====== Task inputs

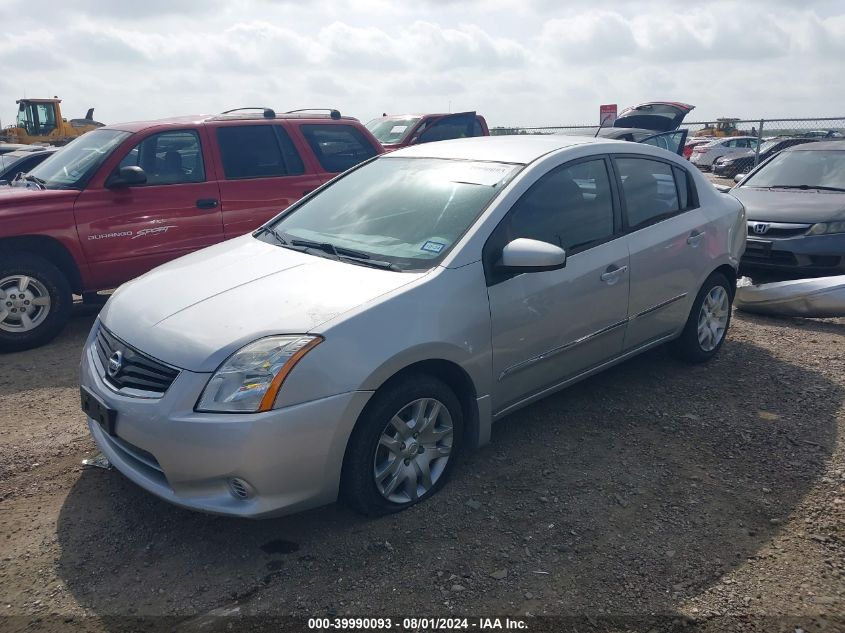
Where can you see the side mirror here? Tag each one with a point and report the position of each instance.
(126, 177)
(529, 256)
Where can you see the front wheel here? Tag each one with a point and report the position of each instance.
(403, 447)
(708, 322)
(35, 300)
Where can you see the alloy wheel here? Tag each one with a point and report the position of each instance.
(24, 303)
(713, 318)
(413, 450)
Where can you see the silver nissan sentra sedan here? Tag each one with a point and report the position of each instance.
(356, 344)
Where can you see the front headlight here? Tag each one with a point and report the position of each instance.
(823, 228)
(249, 380)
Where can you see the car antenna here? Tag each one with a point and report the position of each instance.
(601, 125)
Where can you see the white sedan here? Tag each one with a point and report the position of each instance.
(703, 156)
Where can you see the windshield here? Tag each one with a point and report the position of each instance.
(802, 168)
(73, 165)
(405, 211)
(392, 130)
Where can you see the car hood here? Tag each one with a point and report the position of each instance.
(195, 311)
(659, 116)
(791, 205)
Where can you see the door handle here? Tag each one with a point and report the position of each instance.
(612, 274)
(694, 238)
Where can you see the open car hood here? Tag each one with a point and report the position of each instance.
(660, 116)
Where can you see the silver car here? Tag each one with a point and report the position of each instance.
(360, 341)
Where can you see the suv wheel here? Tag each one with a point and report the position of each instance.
(708, 322)
(35, 301)
(403, 447)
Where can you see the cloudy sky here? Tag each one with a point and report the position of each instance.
(518, 62)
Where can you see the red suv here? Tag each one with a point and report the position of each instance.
(401, 130)
(123, 199)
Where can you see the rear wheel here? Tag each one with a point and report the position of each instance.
(35, 301)
(708, 322)
(404, 446)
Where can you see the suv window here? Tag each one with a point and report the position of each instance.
(337, 147)
(168, 158)
(570, 207)
(257, 151)
(651, 193)
(451, 127)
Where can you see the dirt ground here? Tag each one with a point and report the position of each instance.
(656, 496)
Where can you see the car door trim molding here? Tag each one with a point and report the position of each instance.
(523, 364)
(657, 307)
(542, 393)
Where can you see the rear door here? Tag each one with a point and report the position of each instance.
(668, 242)
(126, 231)
(670, 141)
(261, 173)
(337, 146)
(553, 325)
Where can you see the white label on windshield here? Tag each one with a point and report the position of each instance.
(478, 174)
(432, 247)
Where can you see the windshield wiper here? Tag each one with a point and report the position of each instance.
(347, 254)
(805, 187)
(331, 249)
(30, 178)
(275, 234)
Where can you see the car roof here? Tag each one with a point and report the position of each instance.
(817, 146)
(24, 153)
(200, 119)
(520, 149)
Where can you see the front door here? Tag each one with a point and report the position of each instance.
(126, 231)
(668, 243)
(553, 325)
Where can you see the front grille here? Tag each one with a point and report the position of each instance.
(137, 371)
(761, 252)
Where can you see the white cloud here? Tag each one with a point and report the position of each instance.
(516, 61)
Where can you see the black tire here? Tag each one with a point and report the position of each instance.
(687, 346)
(358, 485)
(58, 289)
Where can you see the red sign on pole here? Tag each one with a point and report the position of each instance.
(607, 114)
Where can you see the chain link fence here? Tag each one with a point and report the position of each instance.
(743, 142)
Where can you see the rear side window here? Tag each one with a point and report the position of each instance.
(168, 158)
(257, 151)
(337, 147)
(651, 193)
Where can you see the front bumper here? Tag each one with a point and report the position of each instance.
(805, 254)
(291, 458)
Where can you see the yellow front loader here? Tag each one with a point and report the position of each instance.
(41, 121)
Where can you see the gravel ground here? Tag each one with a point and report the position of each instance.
(656, 496)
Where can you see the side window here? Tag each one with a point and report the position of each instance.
(570, 207)
(257, 151)
(687, 193)
(449, 128)
(649, 188)
(168, 158)
(337, 147)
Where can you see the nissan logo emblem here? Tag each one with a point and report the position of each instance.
(115, 363)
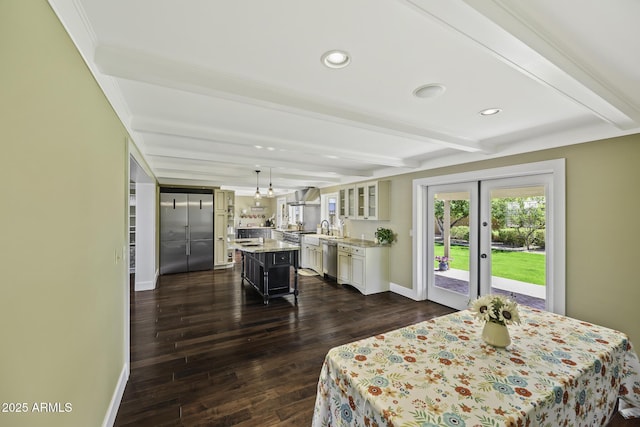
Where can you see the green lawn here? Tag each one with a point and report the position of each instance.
(523, 266)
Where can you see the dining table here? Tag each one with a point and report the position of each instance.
(557, 371)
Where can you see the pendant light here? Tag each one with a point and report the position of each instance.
(257, 195)
(270, 190)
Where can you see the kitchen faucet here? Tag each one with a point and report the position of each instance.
(322, 226)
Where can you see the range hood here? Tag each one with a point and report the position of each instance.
(308, 196)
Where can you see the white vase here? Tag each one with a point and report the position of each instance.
(496, 334)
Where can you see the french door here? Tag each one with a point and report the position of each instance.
(513, 229)
(452, 266)
(501, 233)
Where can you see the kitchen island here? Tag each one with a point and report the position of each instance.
(266, 265)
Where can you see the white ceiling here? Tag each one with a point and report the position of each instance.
(210, 91)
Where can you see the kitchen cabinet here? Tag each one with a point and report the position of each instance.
(311, 256)
(268, 270)
(347, 202)
(254, 233)
(224, 211)
(373, 200)
(364, 268)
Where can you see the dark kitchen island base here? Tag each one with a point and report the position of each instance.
(269, 272)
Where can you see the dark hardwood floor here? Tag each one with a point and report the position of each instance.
(206, 351)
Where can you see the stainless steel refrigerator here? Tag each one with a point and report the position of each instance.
(186, 232)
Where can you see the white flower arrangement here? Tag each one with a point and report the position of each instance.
(497, 309)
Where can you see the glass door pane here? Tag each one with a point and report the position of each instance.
(513, 256)
(453, 212)
(372, 201)
(360, 195)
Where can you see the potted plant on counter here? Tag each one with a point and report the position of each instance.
(384, 235)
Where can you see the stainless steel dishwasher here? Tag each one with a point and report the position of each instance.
(330, 258)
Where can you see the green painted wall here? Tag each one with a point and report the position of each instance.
(602, 181)
(63, 167)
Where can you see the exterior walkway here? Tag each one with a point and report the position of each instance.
(525, 293)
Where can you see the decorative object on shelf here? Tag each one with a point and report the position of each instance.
(257, 196)
(443, 262)
(270, 190)
(384, 235)
(497, 311)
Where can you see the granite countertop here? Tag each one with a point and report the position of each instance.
(262, 245)
(362, 243)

============

Exercise aim -
The response should repeat every entry above exactly and include none of the pictures.

Answer space -
Where can you see the side mirror here? Tag each one with a point and report the position of each instance.
(126, 177)
(529, 256)
Where can you see the front wheel here? Tag each one with a point and report the position of each instance.
(403, 447)
(708, 322)
(35, 300)
Where can you see the alloy wheel here? Tag each one with a point and report the position of each instance.
(24, 303)
(713, 318)
(413, 450)
Where can you see the silver nissan sentra sedan here? Tag each one with a point and report the position of each instance.
(356, 344)
Where can you see the front headlight here? Tag each one with a point and report the position of each instance.
(823, 228)
(249, 380)
Where can you see the car antenna here? Tag each one with a point and report the position of each instance.
(601, 125)
Where can you see the white sedan here? Tag each one with a point and report the position of each instance.
(703, 156)
Where can you see the windshield here? Tag each one with a point and report the position of each instance.
(802, 168)
(73, 165)
(405, 211)
(392, 130)
Where can you see the car hood here? Tag each one with a point and report the position of each instance.
(195, 311)
(659, 116)
(791, 205)
Where can you see the door handle here? Tag each one with a point and report the position of each instance.
(612, 274)
(694, 238)
Where can you see the open car hood here? Tag each one with a point and report the position of each instance.
(660, 116)
Where can you see the silver car here? Tag each one with a point and report the position of each instance.
(360, 341)
Where can you see the suv wheel here? Tag each one with a point and report the position of each instance.
(708, 322)
(35, 301)
(403, 447)
Where can you see the cloudy sky here? Tag each one with a point and report the position of each instance.
(518, 62)
Where can you see the red suv here? Tag each one with a point and report the position of each instance.
(401, 130)
(123, 199)
Where can you see the rear wheel here? Tag each one with a point and report the position of each instance.
(35, 301)
(708, 322)
(404, 446)
Where can you see the suv window here? Tag each one with a point and report the position of each instance.
(337, 147)
(168, 158)
(570, 207)
(257, 151)
(651, 193)
(451, 127)
Where can you see the dirt ground here? Tag each one with a point and report the position of each instance.
(656, 496)
Where can you see the car door trim molding here? Tag each one with a point and report the position of each instance.
(523, 364)
(657, 307)
(542, 393)
Where can you see the rear door here? Tag each one with a point and report the position of each instance.
(668, 242)
(126, 231)
(670, 141)
(261, 173)
(337, 146)
(553, 325)
Where can you see the white label on windshield here? Tag each one with a point and report the position of each instance.
(478, 174)
(432, 247)
Where can you see the windshield wiper here? Tag each one with a point and report the position of each instance.
(347, 254)
(805, 187)
(331, 249)
(30, 178)
(275, 234)
Where can you see the car roof here? Tag each one with a point and report the position of each instance.
(817, 146)
(24, 153)
(200, 119)
(520, 149)
Where can you see the front door here? Tag each one with a point and report the position of each instance.
(126, 231)
(668, 243)
(553, 325)
Where can you see the front grille here? Tag each one with a point and report the position of each instance.
(137, 371)
(761, 252)
Where can you see the white cloud here? Tag each one with a point and report the position of each instance.
(516, 61)
Where can you see the black tire here? Tag each one with a point and report the position of each instance.
(687, 346)
(358, 485)
(58, 289)
Where can you see the red sign on pole here? Tag each one with a point and report the position of each instance.
(607, 114)
Where can you see the chain link fence here? Tag each one with a point and report the position of each instance.
(743, 142)
Where can you see the rear side window here? Tag each one with a point and report the position of each instance.
(168, 158)
(257, 151)
(337, 147)
(651, 193)
Where can you see the front bumper here? Tag each one with a point and report the position of each instance.
(805, 254)
(291, 458)
Where can you see the yellow front loader here? Tag each one with a point and report the position of each instance.
(41, 121)
Where can you see the gravel ground here? Tag each one with a point and report the position of each instance.
(656, 496)
Where can you see the side window here? Tag each one with a point and report the position of each instance.
(570, 207)
(257, 151)
(687, 193)
(449, 128)
(649, 188)
(168, 158)
(337, 147)
Where can you see the nissan logo emblem here? Tag each one with a point and report the position of each instance.
(115, 363)
Where can you see the green lawn here? Tag each one with a point and report the position of each instance.
(523, 266)
Where can you see the dining table here? Tag each one with a point and report the position of each instance.
(557, 371)
Where can you see the pendant light here? Tag each one with a point and report the position of each instance.
(257, 195)
(270, 190)
Where can you see the kitchen faucet here? Tag each one with a point and report the position of each instance.
(322, 226)
Where can you see the range hood here? Tag each one with a point and report the position of each instance.
(308, 196)
Where can you see the white vase here? Tag each one with a point and report the position of each instance.
(496, 334)
Where can you see the french door here? Tag each one with a point and report the position of each instance.
(513, 229)
(452, 266)
(501, 233)
Where can you see the kitchen island here? Tag each one with a point and report the position of each instance.
(266, 265)
Where can you see the white ceiling here? Tag each one with a point and report the position of each instance.
(210, 91)
Where can you see the kitchen cabinet here? Tag each one with a point and report the position of each instance.
(311, 256)
(268, 270)
(347, 202)
(254, 233)
(224, 211)
(373, 200)
(364, 268)
Where can you see the dark kitchen island base here? Tag each one with a point and report the position of each instance.
(269, 272)
Where can you see the dark hardwood floor here? Tag each one with a point and report the position of each instance.
(206, 351)
Where can you see the stainless steel refrigerator here? Tag each one with a point and report the position of each instance.
(186, 232)
Where can you see the white flower arrangement here? Tag each one with a point and report the position of each instance.
(497, 309)
Where can you see the glass door pane here? Tag each one with a point and report the position of each instance.
(513, 256)
(453, 212)
(372, 201)
(360, 195)
Where can you see the potted plant on counter here? Tag each one with a point and report the position of each instance.
(384, 235)
Where can you see the stainless steel dishwasher here? Tag each one with a point and report the position of each instance.
(330, 258)
Where can you see the green painted wall here? Tag each one with a point and report the position of each instance.
(602, 181)
(63, 167)
Where can you see the exterior walkway here? Tag each one with a point and report the position of each instance.
(525, 293)
Where can you see the decorative object on shelf here? Tag each one with a point and report the position of each instance.
(257, 196)
(443, 262)
(270, 190)
(384, 235)
(497, 311)
Where can you see the granite countertop here? Tag each one with a point and report the position of each instance.
(262, 245)
(362, 243)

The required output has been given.